--- INPUT RECORDS Enclosed Below ---
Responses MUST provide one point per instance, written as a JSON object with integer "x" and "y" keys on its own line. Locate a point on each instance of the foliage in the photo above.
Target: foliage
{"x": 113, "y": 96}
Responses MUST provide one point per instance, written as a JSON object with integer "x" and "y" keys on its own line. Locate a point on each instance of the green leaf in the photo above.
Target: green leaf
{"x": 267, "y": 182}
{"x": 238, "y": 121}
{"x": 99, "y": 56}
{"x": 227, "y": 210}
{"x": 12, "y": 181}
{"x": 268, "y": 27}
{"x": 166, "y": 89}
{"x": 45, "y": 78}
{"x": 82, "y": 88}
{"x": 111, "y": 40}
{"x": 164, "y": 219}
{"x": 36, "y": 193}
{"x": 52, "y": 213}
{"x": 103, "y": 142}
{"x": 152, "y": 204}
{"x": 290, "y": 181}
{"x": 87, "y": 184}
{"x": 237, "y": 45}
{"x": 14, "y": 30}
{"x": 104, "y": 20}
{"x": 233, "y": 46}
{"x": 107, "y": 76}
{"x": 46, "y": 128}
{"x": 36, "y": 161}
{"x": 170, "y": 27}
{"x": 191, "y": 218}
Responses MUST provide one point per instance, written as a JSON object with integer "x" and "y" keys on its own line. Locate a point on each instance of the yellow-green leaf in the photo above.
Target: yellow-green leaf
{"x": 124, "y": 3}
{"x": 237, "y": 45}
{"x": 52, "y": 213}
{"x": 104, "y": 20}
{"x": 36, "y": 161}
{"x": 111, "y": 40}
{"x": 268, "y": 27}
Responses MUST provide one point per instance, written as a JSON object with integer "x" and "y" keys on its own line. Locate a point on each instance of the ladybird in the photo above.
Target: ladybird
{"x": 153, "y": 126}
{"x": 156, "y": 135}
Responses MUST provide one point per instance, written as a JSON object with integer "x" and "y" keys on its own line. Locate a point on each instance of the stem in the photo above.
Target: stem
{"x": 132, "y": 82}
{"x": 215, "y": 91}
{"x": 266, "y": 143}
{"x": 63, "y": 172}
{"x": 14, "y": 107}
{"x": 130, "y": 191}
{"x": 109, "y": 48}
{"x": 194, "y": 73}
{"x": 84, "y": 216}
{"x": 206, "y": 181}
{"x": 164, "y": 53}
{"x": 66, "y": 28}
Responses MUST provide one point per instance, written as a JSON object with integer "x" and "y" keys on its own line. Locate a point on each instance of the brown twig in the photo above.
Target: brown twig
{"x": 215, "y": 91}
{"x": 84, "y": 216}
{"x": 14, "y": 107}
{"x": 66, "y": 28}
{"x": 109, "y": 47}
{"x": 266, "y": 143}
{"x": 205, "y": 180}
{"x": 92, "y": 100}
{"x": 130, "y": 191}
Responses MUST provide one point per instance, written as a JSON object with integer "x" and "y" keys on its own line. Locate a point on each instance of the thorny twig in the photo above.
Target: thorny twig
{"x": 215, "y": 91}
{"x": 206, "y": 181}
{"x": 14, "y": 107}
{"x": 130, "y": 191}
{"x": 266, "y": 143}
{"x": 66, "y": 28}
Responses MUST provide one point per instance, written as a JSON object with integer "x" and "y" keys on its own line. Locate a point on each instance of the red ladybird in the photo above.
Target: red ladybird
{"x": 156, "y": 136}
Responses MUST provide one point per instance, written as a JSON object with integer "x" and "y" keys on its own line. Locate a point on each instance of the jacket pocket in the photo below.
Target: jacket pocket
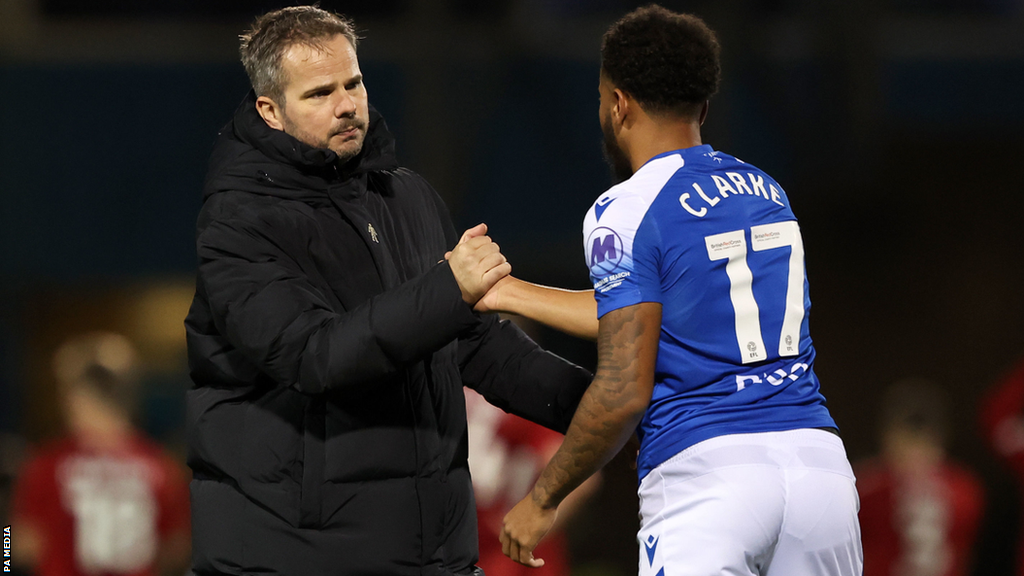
{"x": 312, "y": 464}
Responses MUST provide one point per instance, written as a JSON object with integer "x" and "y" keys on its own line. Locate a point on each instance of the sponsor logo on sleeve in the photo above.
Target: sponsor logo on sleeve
{"x": 604, "y": 251}
{"x": 601, "y": 206}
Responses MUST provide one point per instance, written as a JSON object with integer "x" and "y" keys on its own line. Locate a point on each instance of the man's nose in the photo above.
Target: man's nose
{"x": 345, "y": 106}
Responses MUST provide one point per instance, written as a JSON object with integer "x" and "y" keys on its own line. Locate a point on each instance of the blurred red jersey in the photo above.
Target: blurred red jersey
{"x": 101, "y": 513}
{"x": 920, "y": 526}
{"x": 1003, "y": 422}
{"x": 506, "y": 456}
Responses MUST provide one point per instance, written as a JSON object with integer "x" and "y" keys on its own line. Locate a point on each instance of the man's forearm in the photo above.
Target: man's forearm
{"x": 612, "y": 406}
{"x": 572, "y": 312}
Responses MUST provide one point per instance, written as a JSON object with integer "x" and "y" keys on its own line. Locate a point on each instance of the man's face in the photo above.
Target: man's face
{"x": 613, "y": 153}
{"x": 325, "y": 98}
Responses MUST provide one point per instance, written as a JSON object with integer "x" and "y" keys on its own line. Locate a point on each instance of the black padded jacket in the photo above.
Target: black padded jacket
{"x": 328, "y": 345}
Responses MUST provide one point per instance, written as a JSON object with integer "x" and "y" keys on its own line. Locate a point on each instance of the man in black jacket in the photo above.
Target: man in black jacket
{"x": 330, "y": 336}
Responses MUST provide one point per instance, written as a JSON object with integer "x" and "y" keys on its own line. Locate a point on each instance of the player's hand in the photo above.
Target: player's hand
{"x": 492, "y": 301}
{"x": 523, "y": 528}
{"x": 477, "y": 263}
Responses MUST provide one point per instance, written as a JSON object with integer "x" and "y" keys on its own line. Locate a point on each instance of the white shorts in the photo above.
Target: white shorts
{"x": 754, "y": 504}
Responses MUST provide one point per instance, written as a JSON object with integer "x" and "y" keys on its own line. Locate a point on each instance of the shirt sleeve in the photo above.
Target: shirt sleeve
{"x": 623, "y": 248}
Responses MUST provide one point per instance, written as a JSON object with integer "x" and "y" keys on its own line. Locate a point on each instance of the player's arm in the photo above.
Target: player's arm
{"x": 572, "y": 312}
{"x": 608, "y": 413}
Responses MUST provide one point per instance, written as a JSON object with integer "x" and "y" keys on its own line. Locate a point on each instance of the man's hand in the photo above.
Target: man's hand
{"x": 492, "y": 300}
{"x": 523, "y": 528}
{"x": 477, "y": 263}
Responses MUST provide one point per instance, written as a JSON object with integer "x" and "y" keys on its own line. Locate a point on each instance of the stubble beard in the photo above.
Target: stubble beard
{"x": 344, "y": 154}
{"x": 621, "y": 167}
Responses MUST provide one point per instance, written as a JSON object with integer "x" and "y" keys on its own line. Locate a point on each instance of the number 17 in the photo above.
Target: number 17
{"x": 732, "y": 246}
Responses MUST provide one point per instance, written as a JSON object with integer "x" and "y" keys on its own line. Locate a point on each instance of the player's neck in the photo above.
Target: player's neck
{"x": 658, "y": 137}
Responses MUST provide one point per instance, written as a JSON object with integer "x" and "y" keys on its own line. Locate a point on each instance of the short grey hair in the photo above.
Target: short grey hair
{"x": 263, "y": 45}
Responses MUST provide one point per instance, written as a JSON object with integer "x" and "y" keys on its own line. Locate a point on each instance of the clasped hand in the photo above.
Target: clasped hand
{"x": 477, "y": 263}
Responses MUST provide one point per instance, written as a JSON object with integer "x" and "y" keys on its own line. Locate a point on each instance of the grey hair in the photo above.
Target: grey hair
{"x": 263, "y": 45}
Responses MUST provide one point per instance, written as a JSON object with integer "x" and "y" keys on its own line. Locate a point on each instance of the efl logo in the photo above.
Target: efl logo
{"x": 604, "y": 251}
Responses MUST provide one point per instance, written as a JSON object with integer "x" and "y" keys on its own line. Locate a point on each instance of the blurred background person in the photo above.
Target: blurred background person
{"x": 102, "y": 499}
{"x": 920, "y": 511}
{"x": 506, "y": 455}
{"x": 1003, "y": 424}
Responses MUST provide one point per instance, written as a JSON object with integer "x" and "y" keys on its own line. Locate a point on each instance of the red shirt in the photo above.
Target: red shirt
{"x": 506, "y": 456}
{"x": 1003, "y": 422}
{"x": 924, "y": 526}
{"x": 101, "y": 513}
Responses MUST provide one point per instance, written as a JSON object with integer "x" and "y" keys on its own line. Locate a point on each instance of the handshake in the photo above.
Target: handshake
{"x": 478, "y": 266}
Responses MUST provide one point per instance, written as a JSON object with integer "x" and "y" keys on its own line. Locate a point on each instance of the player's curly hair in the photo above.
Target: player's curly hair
{"x": 263, "y": 45}
{"x": 668, "y": 62}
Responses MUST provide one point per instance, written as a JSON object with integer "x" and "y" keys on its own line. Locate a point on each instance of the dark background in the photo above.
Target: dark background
{"x": 895, "y": 126}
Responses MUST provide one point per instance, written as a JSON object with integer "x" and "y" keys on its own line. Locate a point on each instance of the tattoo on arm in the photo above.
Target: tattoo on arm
{"x": 613, "y": 404}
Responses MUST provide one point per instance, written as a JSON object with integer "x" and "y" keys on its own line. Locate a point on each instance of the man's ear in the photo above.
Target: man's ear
{"x": 271, "y": 113}
{"x": 624, "y": 109}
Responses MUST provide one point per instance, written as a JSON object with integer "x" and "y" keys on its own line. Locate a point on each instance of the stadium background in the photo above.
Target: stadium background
{"x": 895, "y": 125}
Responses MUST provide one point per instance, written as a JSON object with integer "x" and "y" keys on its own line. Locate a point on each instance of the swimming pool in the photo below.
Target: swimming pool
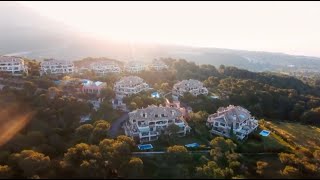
{"x": 242, "y": 116}
{"x": 264, "y": 133}
{"x": 145, "y": 146}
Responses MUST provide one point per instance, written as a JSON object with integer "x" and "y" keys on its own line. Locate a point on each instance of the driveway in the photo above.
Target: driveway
{"x": 116, "y": 125}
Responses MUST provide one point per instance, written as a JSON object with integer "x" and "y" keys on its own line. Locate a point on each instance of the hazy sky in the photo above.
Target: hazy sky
{"x": 290, "y": 27}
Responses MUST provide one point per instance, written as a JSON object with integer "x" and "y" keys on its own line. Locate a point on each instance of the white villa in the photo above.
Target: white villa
{"x": 13, "y": 65}
{"x": 195, "y": 87}
{"x": 236, "y": 117}
{"x": 52, "y": 66}
{"x": 102, "y": 68}
{"x": 148, "y": 123}
{"x": 158, "y": 65}
{"x": 135, "y": 66}
{"x": 91, "y": 87}
{"x": 129, "y": 85}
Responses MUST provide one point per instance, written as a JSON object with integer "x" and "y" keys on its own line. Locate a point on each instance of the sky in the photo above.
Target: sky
{"x": 289, "y": 27}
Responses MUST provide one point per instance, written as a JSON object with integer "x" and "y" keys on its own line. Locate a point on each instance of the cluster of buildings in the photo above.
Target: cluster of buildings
{"x": 92, "y": 87}
{"x": 195, "y": 87}
{"x": 234, "y": 118}
{"x": 13, "y": 65}
{"x": 148, "y": 123}
{"x": 53, "y": 66}
{"x": 16, "y": 66}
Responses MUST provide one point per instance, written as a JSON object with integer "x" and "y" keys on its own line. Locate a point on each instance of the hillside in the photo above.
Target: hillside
{"x": 26, "y": 33}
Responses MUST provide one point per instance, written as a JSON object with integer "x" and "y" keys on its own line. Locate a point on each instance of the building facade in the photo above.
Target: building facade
{"x": 232, "y": 117}
{"x": 135, "y": 67}
{"x": 102, "y": 68}
{"x": 91, "y": 87}
{"x": 52, "y": 66}
{"x": 195, "y": 87}
{"x": 129, "y": 85}
{"x": 157, "y": 65}
{"x": 13, "y": 65}
{"x": 147, "y": 124}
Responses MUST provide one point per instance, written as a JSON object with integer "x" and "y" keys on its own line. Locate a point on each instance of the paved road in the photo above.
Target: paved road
{"x": 193, "y": 152}
{"x": 116, "y": 125}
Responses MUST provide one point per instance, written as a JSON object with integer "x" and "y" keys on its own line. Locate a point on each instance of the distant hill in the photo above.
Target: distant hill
{"x": 26, "y": 33}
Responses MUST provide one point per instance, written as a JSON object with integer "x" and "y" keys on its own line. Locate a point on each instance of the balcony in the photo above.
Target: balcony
{"x": 178, "y": 122}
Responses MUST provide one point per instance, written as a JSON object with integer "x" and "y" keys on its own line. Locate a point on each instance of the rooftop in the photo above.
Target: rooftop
{"x": 154, "y": 112}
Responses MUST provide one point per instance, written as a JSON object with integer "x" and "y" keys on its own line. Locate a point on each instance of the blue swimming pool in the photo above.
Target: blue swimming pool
{"x": 264, "y": 133}
{"x": 145, "y": 146}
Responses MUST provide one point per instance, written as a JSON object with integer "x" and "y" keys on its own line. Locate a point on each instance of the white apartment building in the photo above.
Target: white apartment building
{"x": 13, "y": 65}
{"x": 195, "y": 87}
{"x": 235, "y": 117}
{"x": 102, "y": 68}
{"x": 52, "y": 66}
{"x": 129, "y": 85}
{"x": 148, "y": 123}
{"x": 135, "y": 67}
{"x": 157, "y": 65}
{"x": 91, "y": 87}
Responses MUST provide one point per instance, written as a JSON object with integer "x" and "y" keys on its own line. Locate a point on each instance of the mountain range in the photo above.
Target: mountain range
{"x": 26, "y": 33}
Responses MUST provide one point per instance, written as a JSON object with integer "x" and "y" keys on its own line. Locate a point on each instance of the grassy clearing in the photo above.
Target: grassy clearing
{"x": 272, "y": 171}
{"x": 259, "y": 144}
{"x": 302, "y": 135}
{"x": 295, "y": 134}
{"x": 161, "y": 146}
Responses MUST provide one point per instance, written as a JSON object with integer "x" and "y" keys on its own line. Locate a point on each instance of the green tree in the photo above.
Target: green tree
{"x": 5, "y": 172}
{"x": 100, "y": 131}
{"x": 31, "y": 162}
{"x": 261, "y": 165}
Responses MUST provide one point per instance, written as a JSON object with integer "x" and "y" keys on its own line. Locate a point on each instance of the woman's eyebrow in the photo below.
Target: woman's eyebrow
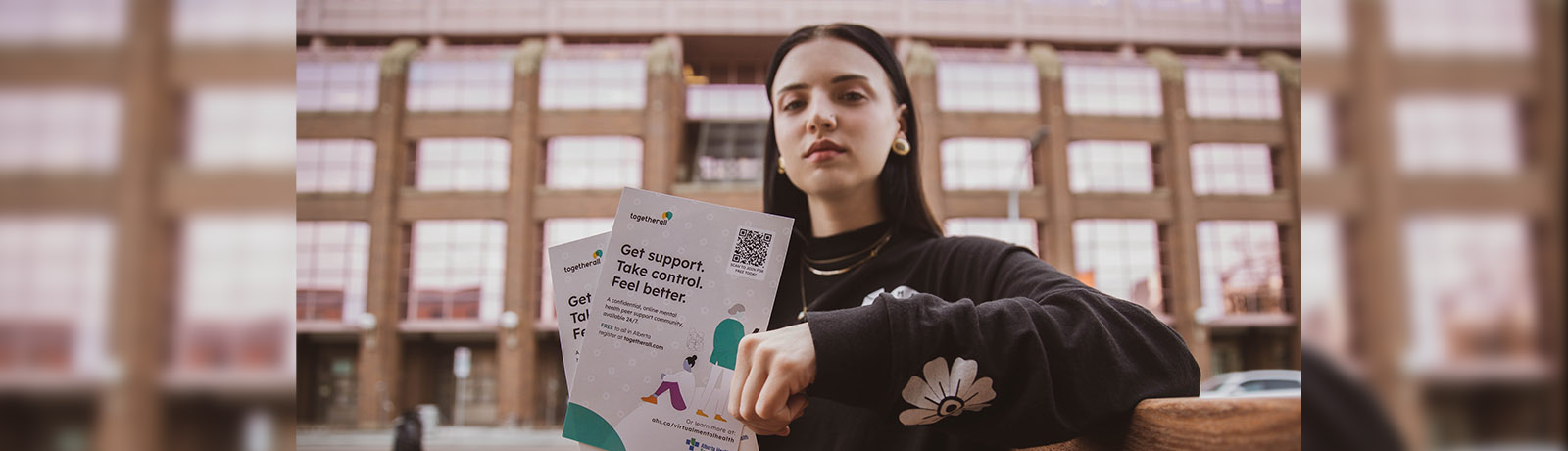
--- End of Enclosed INPUT RECORDS ---
§ **WORK REQUEST**
Copy each line in the entries above where the word "woman" shows up.

§ **SOLUTION TO THIS EXERCISE**
Responses MUST provide one point per instance, written as a JSON object with integer "x" and "y" keys on its own line. Locate a point on each instance of the woman's eyebrow in the photo below.
Target: woman's eyebrow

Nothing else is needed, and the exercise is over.